— Start of TEXT TO READ —

Question: A terrestrial telescope has f₀ = 80 cm and fₑ = 4 cm. Find angular magnification.

Given
f₀=80 cm, fₑ=4 cm

Formula
M = f₀/fₑ

Substitution
M=80/4

Calculation
M=20

Final Answer: 20×, final image erect

Exam Tip: The erecting lens ideally does not alter M.

Common Mistake: Including erecting-lens focal length in M.

18

Terrestrial eyepiece

Question: Find eyepiece focal length for an erect telescope of power 25 with f₀ = 100 cm.

Given
M=25, f₀=100 cm

Formula
fₑ=f₀/M

Substitution
fₑ=100/25

Calculation
fₑ=4 cm

Final Answer: 4 cm

Exam Tip: Magnification magnitude follows the astronomical telescope ratio.

Common Mistake: Adding the focal lengths.

19

Length with erecting lens

Question: A terrestrial telescope has f₀=60 cm, fₑ=5 cm and an erecting lens of f=4 cm arranged for unit linear magnification. Estimate length.

Given
f₀=60, fₑ=5, f=4 cm

Formula
L ≈ f₀ + 4f + fₑ

Substitution
L≈60+16+5

Calculation
L≈81 cm

Final Answer: Approximately 81 cm

Exam Tip: For unit magnification, object and image are at 2f on each side.

Common Mistake: Using only f₀+fₑ.

20

Orientation

Question: An astronomical telescope forms an inverted view. What does the erecting system do in a terrestrial telescope?

Given
Two additional inversions are arranged by the erecting lens.

Formula
Total orientation = objective inversion × erecting inversion

Substitution
Inverted × inverted

Calculation
Final image becomes erect.

Final Answer: Erect image with essentially unchanged angular power

Exam Tip: Track image orientation stage by stage.

Common Mistake: Claiming the eyepiece itself erects the image.

— End of TEXT TO READ —
— Start of DATASET —

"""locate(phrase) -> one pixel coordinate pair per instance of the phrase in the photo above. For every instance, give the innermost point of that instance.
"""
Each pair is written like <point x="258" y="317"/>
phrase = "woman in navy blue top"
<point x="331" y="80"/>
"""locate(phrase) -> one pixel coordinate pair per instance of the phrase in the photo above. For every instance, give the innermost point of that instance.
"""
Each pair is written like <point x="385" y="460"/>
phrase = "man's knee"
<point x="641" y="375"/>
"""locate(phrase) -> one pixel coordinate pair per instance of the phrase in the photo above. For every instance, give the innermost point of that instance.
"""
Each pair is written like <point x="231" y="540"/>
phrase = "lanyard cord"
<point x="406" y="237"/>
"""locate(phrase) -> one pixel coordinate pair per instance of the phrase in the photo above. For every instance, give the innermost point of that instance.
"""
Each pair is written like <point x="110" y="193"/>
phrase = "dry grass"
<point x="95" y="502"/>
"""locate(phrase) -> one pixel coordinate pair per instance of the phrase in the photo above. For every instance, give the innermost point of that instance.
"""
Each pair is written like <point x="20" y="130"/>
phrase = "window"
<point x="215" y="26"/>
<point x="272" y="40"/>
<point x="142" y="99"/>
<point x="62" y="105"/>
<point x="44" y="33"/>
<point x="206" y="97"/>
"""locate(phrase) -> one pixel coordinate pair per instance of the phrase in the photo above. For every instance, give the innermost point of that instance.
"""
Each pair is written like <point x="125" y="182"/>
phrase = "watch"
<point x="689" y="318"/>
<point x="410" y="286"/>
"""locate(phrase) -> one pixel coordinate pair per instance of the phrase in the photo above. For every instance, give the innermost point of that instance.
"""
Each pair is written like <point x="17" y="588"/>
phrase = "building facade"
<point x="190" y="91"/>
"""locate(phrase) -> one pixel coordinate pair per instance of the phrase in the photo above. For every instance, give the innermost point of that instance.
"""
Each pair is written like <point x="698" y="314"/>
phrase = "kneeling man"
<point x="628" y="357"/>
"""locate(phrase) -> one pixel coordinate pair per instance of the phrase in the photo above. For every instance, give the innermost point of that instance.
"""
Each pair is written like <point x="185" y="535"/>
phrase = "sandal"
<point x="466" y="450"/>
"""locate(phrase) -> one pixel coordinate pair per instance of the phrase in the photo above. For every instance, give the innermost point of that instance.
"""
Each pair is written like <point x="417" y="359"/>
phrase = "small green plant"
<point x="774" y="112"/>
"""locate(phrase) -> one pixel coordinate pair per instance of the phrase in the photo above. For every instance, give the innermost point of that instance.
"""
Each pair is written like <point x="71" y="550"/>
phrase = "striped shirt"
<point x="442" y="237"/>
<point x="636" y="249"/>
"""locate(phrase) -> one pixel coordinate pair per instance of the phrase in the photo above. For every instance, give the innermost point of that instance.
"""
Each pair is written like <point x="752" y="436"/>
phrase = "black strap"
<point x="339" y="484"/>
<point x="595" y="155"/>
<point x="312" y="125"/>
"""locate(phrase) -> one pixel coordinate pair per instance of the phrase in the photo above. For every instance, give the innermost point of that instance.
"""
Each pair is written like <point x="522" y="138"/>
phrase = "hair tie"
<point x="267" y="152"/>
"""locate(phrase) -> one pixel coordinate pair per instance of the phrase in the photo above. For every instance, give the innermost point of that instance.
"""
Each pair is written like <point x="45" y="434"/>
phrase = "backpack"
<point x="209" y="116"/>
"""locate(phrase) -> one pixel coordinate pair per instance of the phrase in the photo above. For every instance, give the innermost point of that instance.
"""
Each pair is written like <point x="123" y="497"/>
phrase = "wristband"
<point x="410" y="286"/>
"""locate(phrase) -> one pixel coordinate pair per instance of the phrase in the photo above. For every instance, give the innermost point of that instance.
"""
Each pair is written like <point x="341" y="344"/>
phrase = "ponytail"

— End of DATASET —

● JOB 1: In the telescope problems, what common mistake is listed for the question about orientation?
● JOB 2: Continue the telescope problems from the point where they end, following the same layout.

● EXERCISE ANSWER 1: Claiming the eyepiece itself erects the image.

● EXERCISE ANSWER 2:
21

Microscope resolution

Question: Find the resolution limit for λ=550 nm and NA=1.25.

Given
λ=550×10⁻⁹ m, NA=1.25

Formula
d=0.61λ/NA

Substitution
d=0.61×550×10⁻⁹/1.25

Calculation
d=2.684×10⁻⁷ m

Final Answer: 0.268 μm

Exam Tip: A smaller d means better resolution.

Common Mistake: Calling d the resolving power.

22

Microscope resolving power

Question: Find resolving power for λ=500 nm and NA=1.0.

Given
λ=500×10⁻⁹ m, NA=1

Formula
RP=NA/(0.61λ)

Substitution
RP=1/(0.61×500×10⁻⁹)

Calculation
RP=3.279×10⁶ m⁻¹

Final Answer: 3.28×10⁶ m⁻¹

Exam Tip: RP is the reciprocal of the resolution limit.

Common Mistake: Leaving wavelength in nm without conversion.

23

Numerical aperture

Question: An objective works in oil of n=1.5 with half-angle 60°. Find NA.

Given
n=1.5, θ=60°

Formula
NA=n sinθ

Substitution
NA=1.5 sin60°

Calculation
NA=1.5×0.866

Final Answer: 1.30

Exam Tip: NA can exceed 1 in immersion media.

Common Mistake: Using cosθ.

24

Effect of wavelength

Question: A microscope changes illumination from 600 nm to 450 nm at the same NA. Find ratio of resolution limits.

Given
d∝λ

Formula
d₂/d₁=λ₂/λ₁

Substitution
d₂/d₁=450/600

Calculation
d₂/d₁=0.75

Final Answer: New limit is 75%; resolution improves by 25%

Exam Tip: Shorter wavelength improves resolution.

Common Mistake: Saying resolving power decreases.

25

Telescope resolution limit

Question: Find angular resolution for D=0.20 m and λ=550 nm.

Given
D=0.20 m, λ=550×10⁻⁹ m

Formula
θ=1.22λ/D

Substitution
θ=1.22×550×10⁻⁹/0.20

Calculation
θ=3.355×10⁻⁶ rad

Final Answer: 3.36 μrad ≈ 0.692 arcsec

Exam Tip: Multiply radians by 206265 for arcseconds.

Common Mistake: Using focal length instead of aperture.

26

Required aperture

Question: What aperture resolves 1 arcsecond at λ=500 nm?

Given
θ=1/206265 rad, λ=500×10⁻⁹ m

Formula
D=1.22λ/θ

Substitution
D=1.22×500×10⁻⁹×206265

Calculation
D≈0.1258 m

Final Answer: 12.6 cm

Exam Tip: Convert arcseconds to radians first.

Common Mistake: Treating 1 arcsecond as 1 radian.

27

Two stars

Question: Two stars are separated by 2 μrad. Can a 0.30 m telescope at 600 nm resolve them?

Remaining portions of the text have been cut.